Source extract:
▼
We observed that even basic GI microbiome metabolism was altered in both UC and CD. Amino acid metabolism showed major perturbation: genes for the metabolism and biosynthesis of nearly all amino acids (particularly histidine and lysine) decreased in abundance (Figure 4), while arginine, histidine, and lysine transport (Figure 5) gene abundance increased. In iCD we also observed a decrease in glutamine-related functional modules, which would lead to a lower amount of glutamate required for gamma-aminobutyric acid, ornithine, and arginine biosynthesis; abundance of all three of these modules also decreased. In marked contrast to the other amino acids, genes for metabolism of the sulfur-containing amino acid cysteine significantly increased in abundance, with even greater increase in iCD. This corresponded with an overrepresentation of genes related to sulfate transport in UC and CD (Figure 5), and in increase in sulfur and nitrogen metabolism in CD (Figure 4).

CD was associated with increased abundance of many genes related to carbohydrate transport (Figure 5). There were large increases in pentose phosphate pathway and fructose/mannose metabolism gene abundance in iCD (Figure 4), which were accompanied by increase in carbohydrate metabolism, but they were not significant in UC and CD. In addition, iCD showed increased abundance of transporter genes for glucose, hexoses, maltose, and mono-, di-, and oligosaccharides (Figure 5). We observed a decrease in both butanoate and propanoate metabolism in iCD (Figure 4), suggesting a potential decrease in SCFA production by the microbiome, possibly due to the observed decrease in Roseburia and Faecalibacterium.

We saw an increase in glutathione transport gene abundance in UC and CD (Figure 5) and an increase in glutathione metabolism gene abundance in UC. Glutathione is a tripeptide of cysteine and glutamate, synthesized by Proteobacteria and a few streptococci and enterococci [75], which allows bacteria to maintain homeostasis during oxidative or acid stress. Inflammatory cascades include production of highly reactive oxygen and nitrogen metabolites, which are greatly increased in active IBD [76]. Lamina propia monocytes also release homocysteine during inflammation, which further contributes to oxidative stress; IBD is associated with higher levels of both mucosal and serum homocysteine [77]. Thus, the increases in sulfate transport, cysteine metabolism, and glutathione metabolism may reflect a mechanism by which the gut microbiome addresses the oxidative stress caused by inflammation.

Extreme functional shifts in iCD include changes in redox metabolism, enrichment of signaling/secretion, and suggest a 'pathobiont-like' invasive metagenome

CD with ileal involvement exhibited specific dysfunction at the module level. It was associated with an increase in several modules involved in glycolysis and carbohydrate transport and metabolism (Figure 5). Conversely, iCD exhibited lower abundance of genes involved in lipid metabolism and catabolism, confirming a major imbalance in energy metabolism. We observed a global decrease in nicotinamide, purine, and pyrimidine nucleotide biosynthesis modules in iCD, CD, and UC (Figure 5).
▲
Supplied records:
▼
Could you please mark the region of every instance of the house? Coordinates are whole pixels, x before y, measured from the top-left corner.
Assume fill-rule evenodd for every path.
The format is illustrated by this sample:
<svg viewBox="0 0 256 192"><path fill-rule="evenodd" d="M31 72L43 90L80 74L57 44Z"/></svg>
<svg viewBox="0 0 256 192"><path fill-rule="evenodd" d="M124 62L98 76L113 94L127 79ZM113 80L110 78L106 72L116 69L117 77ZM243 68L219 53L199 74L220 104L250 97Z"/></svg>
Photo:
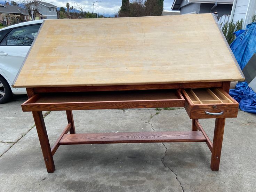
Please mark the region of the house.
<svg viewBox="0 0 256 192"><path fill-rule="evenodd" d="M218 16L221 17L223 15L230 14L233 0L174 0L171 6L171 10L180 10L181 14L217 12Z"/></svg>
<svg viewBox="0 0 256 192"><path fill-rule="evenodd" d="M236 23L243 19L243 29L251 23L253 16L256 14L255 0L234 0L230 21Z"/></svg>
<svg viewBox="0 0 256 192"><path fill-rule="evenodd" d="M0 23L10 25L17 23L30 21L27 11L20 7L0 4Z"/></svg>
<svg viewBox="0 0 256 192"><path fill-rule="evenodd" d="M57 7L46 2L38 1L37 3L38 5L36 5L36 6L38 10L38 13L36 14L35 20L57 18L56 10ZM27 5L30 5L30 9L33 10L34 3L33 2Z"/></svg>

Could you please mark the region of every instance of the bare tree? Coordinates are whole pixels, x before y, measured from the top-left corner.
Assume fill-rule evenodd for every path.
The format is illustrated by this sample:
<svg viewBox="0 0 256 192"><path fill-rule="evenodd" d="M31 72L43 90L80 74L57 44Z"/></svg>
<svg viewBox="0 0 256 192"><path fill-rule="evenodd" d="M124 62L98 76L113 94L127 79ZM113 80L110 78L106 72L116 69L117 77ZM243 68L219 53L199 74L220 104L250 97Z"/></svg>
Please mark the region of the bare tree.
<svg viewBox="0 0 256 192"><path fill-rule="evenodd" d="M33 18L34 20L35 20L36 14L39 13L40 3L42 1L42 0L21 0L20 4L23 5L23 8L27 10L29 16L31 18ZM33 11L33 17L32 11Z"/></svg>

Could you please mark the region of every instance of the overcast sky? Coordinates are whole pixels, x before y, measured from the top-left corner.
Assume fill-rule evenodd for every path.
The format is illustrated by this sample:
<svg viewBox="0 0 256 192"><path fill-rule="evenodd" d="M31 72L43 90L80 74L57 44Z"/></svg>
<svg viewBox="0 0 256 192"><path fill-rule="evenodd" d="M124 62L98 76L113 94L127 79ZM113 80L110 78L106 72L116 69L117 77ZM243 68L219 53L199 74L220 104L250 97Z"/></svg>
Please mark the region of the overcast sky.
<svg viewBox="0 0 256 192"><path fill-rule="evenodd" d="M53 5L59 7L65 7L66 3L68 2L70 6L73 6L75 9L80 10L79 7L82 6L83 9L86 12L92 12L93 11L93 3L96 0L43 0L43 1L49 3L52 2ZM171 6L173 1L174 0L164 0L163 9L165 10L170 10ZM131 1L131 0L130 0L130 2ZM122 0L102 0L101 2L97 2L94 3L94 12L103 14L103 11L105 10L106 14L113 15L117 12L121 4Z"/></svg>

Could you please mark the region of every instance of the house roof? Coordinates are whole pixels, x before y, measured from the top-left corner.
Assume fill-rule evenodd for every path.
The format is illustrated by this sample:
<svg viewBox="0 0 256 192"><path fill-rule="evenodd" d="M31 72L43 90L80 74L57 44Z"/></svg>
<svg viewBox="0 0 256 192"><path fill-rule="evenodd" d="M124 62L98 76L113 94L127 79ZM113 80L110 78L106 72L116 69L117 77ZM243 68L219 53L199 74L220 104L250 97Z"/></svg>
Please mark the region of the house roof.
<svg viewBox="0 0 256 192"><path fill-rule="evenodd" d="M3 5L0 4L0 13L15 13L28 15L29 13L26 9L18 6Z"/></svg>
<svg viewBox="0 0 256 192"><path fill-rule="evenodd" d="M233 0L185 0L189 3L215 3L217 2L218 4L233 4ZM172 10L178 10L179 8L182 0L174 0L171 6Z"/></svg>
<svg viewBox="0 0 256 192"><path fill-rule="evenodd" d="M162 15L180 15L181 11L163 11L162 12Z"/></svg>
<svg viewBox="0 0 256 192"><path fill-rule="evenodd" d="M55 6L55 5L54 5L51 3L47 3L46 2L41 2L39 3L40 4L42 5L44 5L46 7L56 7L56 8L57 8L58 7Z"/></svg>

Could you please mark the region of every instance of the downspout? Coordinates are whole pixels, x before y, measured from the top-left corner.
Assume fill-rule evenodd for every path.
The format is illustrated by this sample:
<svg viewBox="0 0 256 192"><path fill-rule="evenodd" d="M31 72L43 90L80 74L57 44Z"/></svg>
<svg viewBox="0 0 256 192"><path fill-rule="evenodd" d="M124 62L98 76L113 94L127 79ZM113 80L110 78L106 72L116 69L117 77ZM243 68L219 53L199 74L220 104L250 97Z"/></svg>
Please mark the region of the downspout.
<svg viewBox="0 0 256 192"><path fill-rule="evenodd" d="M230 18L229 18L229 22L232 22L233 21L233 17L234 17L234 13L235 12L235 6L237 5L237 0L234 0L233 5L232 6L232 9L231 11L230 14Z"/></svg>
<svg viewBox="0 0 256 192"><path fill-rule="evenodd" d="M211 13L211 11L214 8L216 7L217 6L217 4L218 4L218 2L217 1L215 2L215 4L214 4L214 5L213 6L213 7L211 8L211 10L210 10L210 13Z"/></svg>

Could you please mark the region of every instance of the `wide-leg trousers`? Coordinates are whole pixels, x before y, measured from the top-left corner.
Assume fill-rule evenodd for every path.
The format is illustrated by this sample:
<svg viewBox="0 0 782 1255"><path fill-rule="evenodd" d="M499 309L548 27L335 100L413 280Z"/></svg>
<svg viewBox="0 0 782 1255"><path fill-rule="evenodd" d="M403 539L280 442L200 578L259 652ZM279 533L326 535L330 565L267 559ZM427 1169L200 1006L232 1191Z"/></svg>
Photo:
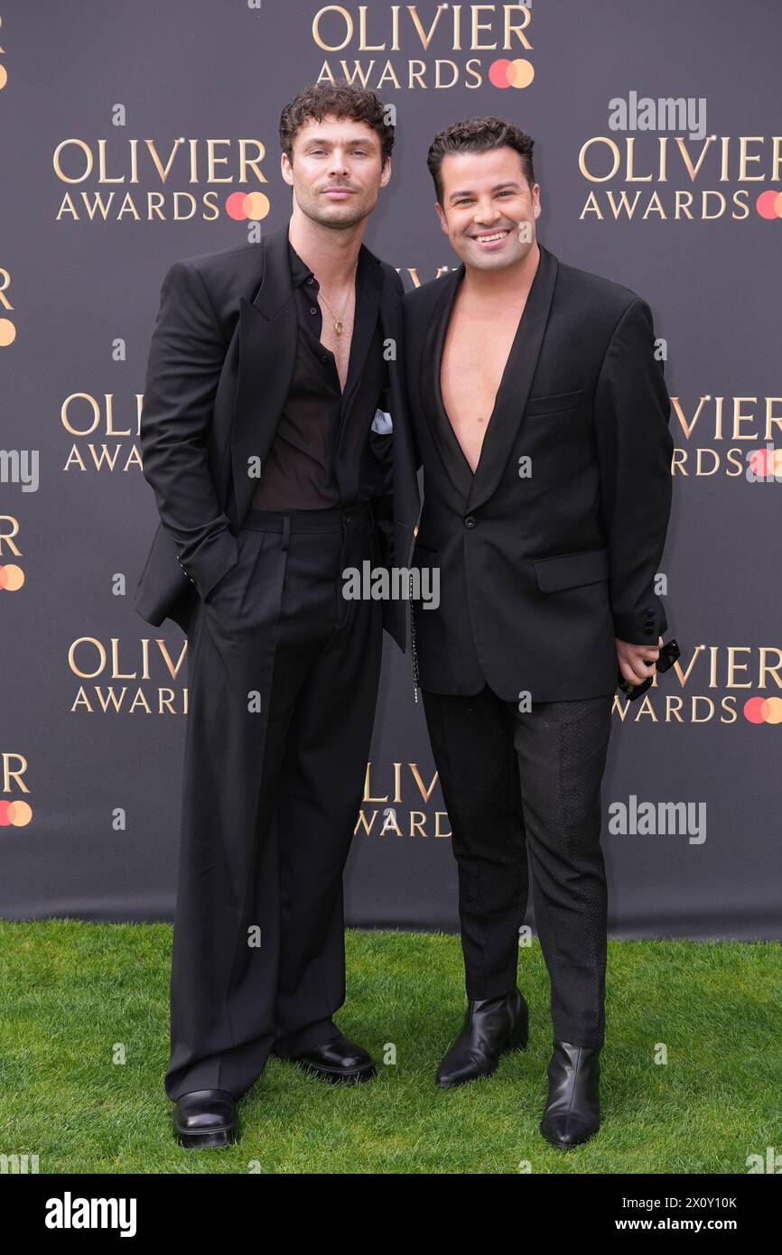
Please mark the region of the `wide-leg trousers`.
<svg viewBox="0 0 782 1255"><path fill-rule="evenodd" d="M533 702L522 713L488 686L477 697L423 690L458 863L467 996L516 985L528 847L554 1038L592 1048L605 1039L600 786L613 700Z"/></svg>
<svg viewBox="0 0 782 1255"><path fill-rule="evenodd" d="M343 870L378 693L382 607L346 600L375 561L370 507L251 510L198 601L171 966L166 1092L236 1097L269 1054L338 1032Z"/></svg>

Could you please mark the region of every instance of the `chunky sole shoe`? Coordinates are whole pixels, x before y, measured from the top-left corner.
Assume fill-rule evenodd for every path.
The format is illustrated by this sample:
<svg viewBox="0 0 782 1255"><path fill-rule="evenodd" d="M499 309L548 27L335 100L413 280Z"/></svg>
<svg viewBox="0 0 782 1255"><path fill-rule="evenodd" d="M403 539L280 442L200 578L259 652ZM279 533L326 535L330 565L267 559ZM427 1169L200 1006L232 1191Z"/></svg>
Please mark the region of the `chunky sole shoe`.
▲
▼
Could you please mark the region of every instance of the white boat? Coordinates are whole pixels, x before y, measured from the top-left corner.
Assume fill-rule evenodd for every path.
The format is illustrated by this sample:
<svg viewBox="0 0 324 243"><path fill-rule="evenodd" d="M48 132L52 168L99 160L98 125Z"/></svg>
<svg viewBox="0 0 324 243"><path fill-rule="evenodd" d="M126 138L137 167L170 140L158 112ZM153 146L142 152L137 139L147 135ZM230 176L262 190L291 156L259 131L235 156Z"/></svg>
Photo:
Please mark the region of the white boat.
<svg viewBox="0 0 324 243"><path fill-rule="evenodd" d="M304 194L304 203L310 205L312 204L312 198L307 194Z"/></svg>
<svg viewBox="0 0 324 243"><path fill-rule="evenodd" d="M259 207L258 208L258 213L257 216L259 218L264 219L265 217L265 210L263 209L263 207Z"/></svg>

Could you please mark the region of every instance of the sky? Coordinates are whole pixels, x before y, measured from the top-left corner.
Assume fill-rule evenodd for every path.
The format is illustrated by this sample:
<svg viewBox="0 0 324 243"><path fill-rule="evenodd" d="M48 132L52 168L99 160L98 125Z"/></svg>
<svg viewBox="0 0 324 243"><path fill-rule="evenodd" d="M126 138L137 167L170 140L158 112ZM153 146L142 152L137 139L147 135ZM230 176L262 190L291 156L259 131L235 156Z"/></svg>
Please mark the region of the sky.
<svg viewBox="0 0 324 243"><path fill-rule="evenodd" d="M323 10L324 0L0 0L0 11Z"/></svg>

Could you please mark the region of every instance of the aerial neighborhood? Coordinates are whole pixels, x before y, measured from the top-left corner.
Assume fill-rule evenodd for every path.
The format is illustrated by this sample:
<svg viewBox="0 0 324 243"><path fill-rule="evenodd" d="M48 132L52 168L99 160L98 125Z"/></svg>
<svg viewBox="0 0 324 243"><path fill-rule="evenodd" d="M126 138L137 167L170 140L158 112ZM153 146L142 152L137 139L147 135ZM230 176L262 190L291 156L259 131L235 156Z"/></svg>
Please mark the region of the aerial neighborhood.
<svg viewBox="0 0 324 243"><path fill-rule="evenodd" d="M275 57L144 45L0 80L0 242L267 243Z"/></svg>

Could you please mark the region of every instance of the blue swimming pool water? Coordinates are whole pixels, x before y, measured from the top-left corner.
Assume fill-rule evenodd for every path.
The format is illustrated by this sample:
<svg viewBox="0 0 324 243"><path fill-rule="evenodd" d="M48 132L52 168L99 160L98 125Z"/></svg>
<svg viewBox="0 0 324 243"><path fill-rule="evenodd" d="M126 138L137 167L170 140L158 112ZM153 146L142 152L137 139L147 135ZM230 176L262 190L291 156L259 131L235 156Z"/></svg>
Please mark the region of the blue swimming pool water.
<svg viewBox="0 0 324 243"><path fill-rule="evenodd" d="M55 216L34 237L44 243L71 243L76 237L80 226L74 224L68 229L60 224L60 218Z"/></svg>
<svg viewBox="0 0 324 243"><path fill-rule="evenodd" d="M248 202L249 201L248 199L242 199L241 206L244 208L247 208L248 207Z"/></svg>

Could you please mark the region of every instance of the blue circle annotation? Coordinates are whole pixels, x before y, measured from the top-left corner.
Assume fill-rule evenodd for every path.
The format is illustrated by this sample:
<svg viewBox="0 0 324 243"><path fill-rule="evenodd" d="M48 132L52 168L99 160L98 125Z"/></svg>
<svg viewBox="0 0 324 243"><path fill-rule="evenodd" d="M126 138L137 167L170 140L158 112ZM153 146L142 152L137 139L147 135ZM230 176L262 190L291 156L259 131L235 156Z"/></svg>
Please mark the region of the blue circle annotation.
▲
What you need to do:
A - From the passage on gut microbiome metabolism in IBD, reproduce word for word the part starting at "Extreme functional shifts" and ending at "UC (Figure 5).".
B - In the passage on gut microbiome metabolism in IBD, which two amino acids are singled out as having particularly decreased metabolism and biosynthesis gene abundance?

Results for the exercise:
A -
Extreme functional shifts in iCD include changes in redox metabolism, enrichment of signaling/secretion, and suggest a 'pathobiont-like' invasive metagenome

CD with ileal involvement exhibited specific dysfunction at the module level. It was associated with an increase in several modules involved in glycolysis and carbohydrate transport and metabolism (Figure 5). Conversely, iCD exhibited lower abundance of genes involved in lipid metabolism and catabolism, confirming a major imbalance in energy metabolism. We observed a global decrease in nicotinamide, purine, and pyrimidine nucleotide biosynthesis modules in iCD, CD, and UC (Figure 5).

B - Histidine and lysine.